▶ **TASK TO COMPLETE**
Reproduce only the lines of the listing below starting at the line containing "Detect all occurrences of boy's face here." and ending at the line containing "[261,109,274,123]", requests included. Scale every bounding box coordinate in the answers by 1.25 and round each result to a whole number, with halves rounded up.

***** WORKING DATA *****

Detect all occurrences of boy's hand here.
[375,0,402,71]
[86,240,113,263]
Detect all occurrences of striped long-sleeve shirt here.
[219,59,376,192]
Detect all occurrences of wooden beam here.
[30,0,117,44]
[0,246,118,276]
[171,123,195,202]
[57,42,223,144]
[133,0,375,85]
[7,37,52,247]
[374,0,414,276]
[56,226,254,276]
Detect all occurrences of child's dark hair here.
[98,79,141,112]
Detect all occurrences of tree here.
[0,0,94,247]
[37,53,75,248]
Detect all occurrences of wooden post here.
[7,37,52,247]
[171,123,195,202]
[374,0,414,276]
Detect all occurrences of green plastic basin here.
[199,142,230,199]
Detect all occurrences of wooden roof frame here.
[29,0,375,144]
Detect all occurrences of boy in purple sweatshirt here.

*****
***** WORKING DATA *****

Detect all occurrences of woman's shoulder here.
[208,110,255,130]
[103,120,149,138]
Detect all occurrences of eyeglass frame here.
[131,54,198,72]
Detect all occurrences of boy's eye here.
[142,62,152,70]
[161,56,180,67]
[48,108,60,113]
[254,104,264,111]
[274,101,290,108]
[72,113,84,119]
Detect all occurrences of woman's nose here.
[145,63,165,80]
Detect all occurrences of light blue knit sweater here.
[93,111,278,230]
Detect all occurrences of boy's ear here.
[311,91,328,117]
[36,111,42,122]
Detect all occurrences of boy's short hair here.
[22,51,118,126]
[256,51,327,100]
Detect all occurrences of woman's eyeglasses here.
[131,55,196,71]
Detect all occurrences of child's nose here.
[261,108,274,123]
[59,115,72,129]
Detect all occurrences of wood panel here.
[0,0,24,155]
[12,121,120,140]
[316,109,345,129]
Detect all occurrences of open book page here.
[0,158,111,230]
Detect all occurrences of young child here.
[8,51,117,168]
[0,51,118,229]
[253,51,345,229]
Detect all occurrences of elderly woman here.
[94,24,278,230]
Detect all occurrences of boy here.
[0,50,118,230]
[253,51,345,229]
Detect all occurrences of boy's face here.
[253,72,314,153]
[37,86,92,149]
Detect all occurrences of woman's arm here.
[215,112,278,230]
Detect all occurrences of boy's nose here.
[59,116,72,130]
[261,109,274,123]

*****

▶ **RESPONSE BELOW**
Detect all occurrences of boy's face here.
[316,90,393,191]
[46,108,115,186]
Detect all occurrences of woman's arm here.
[269,140,348,288]
Detect all occurrences of boy's nose here.
[74,145,90,163]
[326,136,343,154]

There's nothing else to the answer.